START Task inputs
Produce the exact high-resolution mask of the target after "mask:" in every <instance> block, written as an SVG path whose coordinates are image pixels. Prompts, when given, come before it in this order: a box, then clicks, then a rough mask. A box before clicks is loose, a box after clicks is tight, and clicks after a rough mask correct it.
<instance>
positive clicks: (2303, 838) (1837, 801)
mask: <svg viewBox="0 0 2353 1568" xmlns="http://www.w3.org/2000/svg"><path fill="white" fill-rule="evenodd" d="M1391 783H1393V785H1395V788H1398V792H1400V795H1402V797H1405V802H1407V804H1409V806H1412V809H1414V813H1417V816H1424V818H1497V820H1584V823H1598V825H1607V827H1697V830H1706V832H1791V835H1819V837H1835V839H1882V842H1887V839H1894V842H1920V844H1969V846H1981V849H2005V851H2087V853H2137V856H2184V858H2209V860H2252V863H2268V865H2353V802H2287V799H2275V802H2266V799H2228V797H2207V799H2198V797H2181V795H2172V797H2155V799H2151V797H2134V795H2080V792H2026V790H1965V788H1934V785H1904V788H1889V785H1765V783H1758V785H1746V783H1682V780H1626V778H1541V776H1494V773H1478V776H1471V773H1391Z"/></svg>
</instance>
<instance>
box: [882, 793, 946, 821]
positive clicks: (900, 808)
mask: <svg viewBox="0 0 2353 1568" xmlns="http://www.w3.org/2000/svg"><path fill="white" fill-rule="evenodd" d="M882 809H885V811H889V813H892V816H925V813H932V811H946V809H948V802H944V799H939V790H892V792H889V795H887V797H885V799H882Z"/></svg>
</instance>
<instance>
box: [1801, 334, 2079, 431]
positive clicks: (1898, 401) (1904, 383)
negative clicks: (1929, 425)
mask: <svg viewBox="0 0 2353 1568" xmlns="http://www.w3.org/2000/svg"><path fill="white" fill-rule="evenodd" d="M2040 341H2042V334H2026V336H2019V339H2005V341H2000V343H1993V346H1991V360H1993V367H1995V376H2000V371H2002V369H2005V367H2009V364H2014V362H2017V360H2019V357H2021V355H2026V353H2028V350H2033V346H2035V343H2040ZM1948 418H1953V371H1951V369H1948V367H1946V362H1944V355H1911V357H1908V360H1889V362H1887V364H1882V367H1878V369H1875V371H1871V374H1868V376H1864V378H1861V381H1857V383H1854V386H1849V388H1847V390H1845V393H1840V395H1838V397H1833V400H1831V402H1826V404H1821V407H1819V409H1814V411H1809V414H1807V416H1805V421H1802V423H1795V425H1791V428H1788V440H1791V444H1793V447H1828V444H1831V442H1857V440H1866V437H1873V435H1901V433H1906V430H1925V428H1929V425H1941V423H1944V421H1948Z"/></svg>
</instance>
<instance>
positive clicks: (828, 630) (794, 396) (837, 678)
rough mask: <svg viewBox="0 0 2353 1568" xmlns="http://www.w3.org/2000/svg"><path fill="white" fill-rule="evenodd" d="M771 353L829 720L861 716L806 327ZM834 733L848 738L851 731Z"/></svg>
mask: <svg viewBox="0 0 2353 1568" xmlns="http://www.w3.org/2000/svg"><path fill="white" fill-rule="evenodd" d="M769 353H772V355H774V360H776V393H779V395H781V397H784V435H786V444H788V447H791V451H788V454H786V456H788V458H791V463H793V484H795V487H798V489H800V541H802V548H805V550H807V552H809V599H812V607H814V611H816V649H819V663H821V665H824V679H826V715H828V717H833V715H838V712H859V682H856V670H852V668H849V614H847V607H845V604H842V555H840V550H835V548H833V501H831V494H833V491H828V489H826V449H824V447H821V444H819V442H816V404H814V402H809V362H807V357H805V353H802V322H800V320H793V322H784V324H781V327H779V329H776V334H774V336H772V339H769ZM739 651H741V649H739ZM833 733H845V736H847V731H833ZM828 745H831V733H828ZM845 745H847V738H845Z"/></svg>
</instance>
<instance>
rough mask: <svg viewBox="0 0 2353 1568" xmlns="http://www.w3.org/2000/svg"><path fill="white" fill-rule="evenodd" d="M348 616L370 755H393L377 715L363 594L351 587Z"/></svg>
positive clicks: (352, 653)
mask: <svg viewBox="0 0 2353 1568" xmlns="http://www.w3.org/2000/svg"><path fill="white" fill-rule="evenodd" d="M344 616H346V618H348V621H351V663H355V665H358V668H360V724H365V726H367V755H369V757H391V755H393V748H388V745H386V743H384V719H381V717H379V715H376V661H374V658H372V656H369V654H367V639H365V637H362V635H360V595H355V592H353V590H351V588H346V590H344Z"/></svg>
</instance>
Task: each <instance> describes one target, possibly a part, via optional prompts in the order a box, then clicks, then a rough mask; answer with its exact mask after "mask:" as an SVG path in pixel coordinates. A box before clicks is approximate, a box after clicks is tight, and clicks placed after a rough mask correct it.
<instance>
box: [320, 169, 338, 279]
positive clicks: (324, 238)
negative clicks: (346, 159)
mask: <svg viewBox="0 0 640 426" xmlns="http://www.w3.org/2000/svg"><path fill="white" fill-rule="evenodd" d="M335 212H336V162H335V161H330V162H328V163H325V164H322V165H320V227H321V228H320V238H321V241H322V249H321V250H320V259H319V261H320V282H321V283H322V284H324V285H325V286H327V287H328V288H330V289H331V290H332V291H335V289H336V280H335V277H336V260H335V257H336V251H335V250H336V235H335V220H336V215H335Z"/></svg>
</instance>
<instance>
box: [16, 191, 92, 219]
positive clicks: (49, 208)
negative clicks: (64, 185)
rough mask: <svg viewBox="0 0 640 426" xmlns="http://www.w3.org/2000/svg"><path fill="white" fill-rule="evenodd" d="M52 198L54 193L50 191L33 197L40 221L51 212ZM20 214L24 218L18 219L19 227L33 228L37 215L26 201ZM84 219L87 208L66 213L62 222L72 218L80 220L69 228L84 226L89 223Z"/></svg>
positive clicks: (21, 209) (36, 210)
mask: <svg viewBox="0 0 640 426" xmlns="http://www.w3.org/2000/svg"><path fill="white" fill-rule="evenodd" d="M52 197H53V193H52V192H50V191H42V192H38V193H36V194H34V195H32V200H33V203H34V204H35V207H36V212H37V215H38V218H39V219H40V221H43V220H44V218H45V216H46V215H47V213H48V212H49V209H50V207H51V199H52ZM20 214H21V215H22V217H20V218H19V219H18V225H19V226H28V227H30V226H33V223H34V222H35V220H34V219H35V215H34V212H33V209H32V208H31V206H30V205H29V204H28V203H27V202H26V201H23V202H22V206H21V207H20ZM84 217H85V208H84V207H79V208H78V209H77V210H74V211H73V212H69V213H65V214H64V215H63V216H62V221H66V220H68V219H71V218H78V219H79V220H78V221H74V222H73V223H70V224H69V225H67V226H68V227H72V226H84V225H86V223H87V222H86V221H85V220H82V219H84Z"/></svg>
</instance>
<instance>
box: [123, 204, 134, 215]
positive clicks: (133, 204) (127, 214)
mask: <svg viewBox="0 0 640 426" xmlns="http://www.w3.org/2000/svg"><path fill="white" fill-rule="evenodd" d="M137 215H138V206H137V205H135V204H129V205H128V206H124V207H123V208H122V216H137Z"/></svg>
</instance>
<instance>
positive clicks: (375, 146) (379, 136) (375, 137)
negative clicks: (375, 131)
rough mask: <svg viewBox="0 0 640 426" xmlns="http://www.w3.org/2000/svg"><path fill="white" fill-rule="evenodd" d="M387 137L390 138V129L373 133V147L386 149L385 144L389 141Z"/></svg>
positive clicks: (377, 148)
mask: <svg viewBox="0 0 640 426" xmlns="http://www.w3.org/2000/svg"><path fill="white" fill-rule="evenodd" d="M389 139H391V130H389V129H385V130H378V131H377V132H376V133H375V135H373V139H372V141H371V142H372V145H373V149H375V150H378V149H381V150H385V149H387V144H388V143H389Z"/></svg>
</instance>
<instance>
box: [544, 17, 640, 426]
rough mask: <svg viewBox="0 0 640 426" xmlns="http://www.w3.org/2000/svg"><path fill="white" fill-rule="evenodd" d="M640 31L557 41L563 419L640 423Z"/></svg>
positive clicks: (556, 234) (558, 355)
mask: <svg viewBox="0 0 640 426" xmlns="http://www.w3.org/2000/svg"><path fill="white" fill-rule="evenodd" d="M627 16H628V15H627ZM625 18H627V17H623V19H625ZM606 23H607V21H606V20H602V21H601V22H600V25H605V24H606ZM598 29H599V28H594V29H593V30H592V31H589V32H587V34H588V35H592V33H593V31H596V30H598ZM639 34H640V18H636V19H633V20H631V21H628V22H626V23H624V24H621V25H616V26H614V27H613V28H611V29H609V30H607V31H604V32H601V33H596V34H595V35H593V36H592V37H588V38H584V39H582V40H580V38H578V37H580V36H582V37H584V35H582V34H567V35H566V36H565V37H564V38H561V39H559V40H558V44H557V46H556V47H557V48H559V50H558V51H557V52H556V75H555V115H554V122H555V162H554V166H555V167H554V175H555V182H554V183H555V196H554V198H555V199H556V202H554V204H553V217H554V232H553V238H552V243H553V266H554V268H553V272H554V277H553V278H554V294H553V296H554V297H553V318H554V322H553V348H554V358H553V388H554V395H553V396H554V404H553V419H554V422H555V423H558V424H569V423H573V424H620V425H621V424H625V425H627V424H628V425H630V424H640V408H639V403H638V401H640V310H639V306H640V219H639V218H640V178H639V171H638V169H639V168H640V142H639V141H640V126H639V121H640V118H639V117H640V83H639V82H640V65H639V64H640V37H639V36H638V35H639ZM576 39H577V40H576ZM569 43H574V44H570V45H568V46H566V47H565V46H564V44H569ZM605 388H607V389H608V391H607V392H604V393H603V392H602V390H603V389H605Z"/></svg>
END Task inputs
• [Work required]: Look for the word "order" in the data, then return every line that contains it.

• [Solution to the problem]:
Produce the exact high-resolution mask of the target after "mask:" in every <instance> block, written as an SVG path whose coordinates are image pixels. Prompts, when given, come before it in this order: a box, then clicks, then a rough mask. A box before clicks is loose, a box after clicks is tight, and clicks after a rough mask correct it.
Task: each <instance> describes one target, possibly a part, via optional prompts in the order a box, then clicks, then a rough mask; answer with its exact mask after "mask:" as an SVG path in pixel coordinates. A box before clicks is approximate, a box after clicks is tight, and clicks placed after a rough mask correct it.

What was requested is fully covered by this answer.